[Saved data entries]
+--
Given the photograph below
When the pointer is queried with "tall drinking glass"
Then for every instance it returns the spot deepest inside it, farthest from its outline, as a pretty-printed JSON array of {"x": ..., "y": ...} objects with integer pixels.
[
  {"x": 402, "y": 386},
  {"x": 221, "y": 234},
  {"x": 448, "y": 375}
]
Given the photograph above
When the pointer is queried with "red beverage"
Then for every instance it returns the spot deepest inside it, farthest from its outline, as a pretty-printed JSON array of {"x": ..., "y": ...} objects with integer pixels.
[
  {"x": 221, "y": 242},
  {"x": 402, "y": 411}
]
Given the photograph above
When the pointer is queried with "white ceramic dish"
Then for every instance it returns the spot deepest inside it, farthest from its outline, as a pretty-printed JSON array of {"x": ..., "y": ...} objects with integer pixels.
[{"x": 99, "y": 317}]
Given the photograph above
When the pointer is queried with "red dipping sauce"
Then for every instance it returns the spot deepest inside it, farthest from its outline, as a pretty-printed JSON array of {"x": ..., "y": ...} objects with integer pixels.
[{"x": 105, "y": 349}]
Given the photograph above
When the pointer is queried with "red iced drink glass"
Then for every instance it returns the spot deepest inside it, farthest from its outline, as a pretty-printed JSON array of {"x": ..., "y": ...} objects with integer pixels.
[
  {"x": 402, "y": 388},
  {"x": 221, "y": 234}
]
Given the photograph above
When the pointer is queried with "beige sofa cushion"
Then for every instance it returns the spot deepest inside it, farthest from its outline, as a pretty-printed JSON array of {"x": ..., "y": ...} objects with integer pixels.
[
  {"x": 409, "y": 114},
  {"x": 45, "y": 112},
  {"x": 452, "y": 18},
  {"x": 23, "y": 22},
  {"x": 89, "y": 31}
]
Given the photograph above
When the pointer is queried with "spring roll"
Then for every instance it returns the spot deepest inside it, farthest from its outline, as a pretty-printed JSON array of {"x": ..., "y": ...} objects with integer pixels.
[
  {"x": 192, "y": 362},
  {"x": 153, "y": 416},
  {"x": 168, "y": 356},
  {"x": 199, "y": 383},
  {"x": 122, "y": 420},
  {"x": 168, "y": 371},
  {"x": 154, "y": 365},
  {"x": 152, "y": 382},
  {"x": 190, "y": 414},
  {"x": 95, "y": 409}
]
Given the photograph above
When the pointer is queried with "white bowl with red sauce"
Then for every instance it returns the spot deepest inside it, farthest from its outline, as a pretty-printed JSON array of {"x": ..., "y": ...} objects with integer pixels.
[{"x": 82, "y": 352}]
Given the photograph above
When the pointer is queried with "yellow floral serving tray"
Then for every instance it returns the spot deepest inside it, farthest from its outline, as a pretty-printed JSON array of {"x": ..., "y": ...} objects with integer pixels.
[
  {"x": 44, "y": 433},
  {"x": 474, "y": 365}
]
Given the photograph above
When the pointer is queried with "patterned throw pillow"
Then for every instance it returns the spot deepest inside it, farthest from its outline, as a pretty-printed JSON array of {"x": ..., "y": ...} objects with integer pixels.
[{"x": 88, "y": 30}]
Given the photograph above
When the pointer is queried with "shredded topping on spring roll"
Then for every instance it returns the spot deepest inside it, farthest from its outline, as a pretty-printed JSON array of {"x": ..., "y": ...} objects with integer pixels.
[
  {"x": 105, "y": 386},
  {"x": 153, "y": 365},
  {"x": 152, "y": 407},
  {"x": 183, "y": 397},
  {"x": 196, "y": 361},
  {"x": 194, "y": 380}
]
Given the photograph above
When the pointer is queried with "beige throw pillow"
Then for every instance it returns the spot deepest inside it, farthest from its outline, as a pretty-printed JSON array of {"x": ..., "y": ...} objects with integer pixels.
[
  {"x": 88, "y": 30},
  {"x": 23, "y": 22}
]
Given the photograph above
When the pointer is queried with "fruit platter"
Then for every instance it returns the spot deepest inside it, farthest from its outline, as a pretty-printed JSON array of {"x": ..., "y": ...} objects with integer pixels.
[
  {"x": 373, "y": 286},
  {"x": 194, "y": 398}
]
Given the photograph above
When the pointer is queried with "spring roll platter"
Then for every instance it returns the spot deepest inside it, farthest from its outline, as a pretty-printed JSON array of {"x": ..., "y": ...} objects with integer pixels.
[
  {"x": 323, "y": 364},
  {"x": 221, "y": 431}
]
+--
Direction:
Reproduce each record exactly as it appears.

Solution for this task:
Given the photograph below
When the pointer is queried with "tall drinking glass"
Then for every instance it returns the spot deepest inside it, farthest from its outline, as a pretty-printed JSON array of {"x": ..., "y": ...} objects with integer pixels.
[
  {"x": 402, "y": 386},
  {"x": 221, "y": 234},
  {"x": 448, "y": 375}
]
Given the photograph above
When the pointer is queried with "red beverage"
Then for every instance it returns the spot deepest inside it, farthest from its outline, as a pretty-printed JSON array of {"x": ..., "y": ...} objects with integer pixels.
[
  {"x": 221, "y": 242},
  {"x": 402, "y": 411}
]
Given the photograph above
When the pointer is queried with "white ceramic dish"
Then for every instance it returns the spot deepest inside it, farthest from its outline, as a pretty-printed JSON array of {"x": ..., "y": ...} objects with integer pixels.
[{"x": 99, "y": 317}]
Given the photograph above
When the pointer is queried with "red dipping sauce"
Then for every instance it returns the spot deepest inside it, farthest from its outline, as a pretty-printed JSON array of {"x": ..., "y": ...} objects with integer pixels.
[{"x": 105, "y": 349}]
Given the photograph above
When the pointer is queried with "red iced drink glass"
Then for every instance it returns the spot deepest inside it, farthest from its outline, as a pretty-printed JSON array of {"x": ..., "y": ...} objects with integer pixels.
[
  {"x": 402, "y": 388},
  {"x": 221, "y": 234}
]
Given the photograph above
When the pointer is queried with "beige sofa cushion"
Then for every instance it returns the spot deepest inside it, farthest from its outline, as a pretty-printed JSON array of {"x": ..., "y": ...} objects with integer pixels.
[
  {"x": 409, "y": 114},
  {"x": 45, "y": 112},
  {"x": 452, "y": 18},
  {"x": 23, "y": 22},
  {"x": 89, "y": 31}
]
Given the photograph above
When the pointer is queried with "spring roll"
Then for every instance it returns the spot deepest inside it, farthest from its outline, as a pretty-printed JSON array of {"x": ..., "y": ...} objects with integer pixels.
[
  {"x": 192, "y": 362},
  {"x": 153, "y": 416},
  {"x": 168, "y": 356},
  {"x": 199, "y": 383},
  {"x": 122, "y": 420},
  {"x": 168, "y": 371},
  {"x": 154, "y": 365},
  {"x": 152, "y": 382},
  {"x": 190, "y": 414},
  {"x": 95, "y": 409}
]
Given the photograph above
When the pointer is queried with "white bowl with red sauce"
Then for every instance it returns the spot deepest inside it, farthest from its outline, as a pretty-printed JSON array of {"x": ..., "y": ...} objects with integer pixels.
[{"x": 82, "y": 352}]
Given the photograph above
When the pointer is queried with "yellow floral serving tray"
Then for every instance it returns the spot deepest inside it, farthest from its outline, as a pretty-printed JSON array of {"x": ..., "y": ...} objects with integer pixels.
[
  {"x": 44, "y": 433},
  {"x": 474, "y": 365}
]
Given the photograph above
When the pointer is queried with "patterned throw pillow"
Then for every instance it returns the spot deepest inside it, farthest from its outline, as a pretty-printed JSON array of {"x": ..., "y": ...} objects with integer pixels.
[{"x": 88, "y": 30}]
Given the photograph above
When the pointer is queried with "shredded topping on spring roll"
Then for every instance it returns the spot deepest inside it, farthest from its outline, as a pretty-printed JSON array of {"x": ..., "y": ...} objects with integer pixels.
[
  {"x": 105, "y": 386},
  {"x": 153, "y": 365},
  {"x": 152, "y": 407},
  {"x": 183, "y": 397},
  {"x": 196, "y": 361},
  {"x": 194, "y": 380}
]
Given the photograph above
When the pointer is queried with "beige throw pillow"
Then for every instance it returns the spot deepest inside it, farthest from its outline, as a pretty-printed JSON array of {"x": ..., "y": ...} objects with integer pixels.
[
  {"x": 88, "y": 30},
  {"x": 23, "y": 22}
]
Given the photograph above
When the pointer is queried with "fruit platter"
Then for every instance it returns the spot deepest inside it, farthest from its outline, as a pretty-printed JSON array of {"x": ..., "y": ...} objects with integer pixels.
[
  {"x": 373, "y": 286},
  {"x": 194, "y": 398}
]
Given the photograph above
When the pointer is queried with "spring roll platter"
Then for every instance it returns the spot deepest inside it, farthest from its outline, as a pretty-printed JSON array of {"x": ..., "y": ...} objects with integer pixels.
[
  {"x": 323, "y": 364},
  {"x": 221, "y": 431}
]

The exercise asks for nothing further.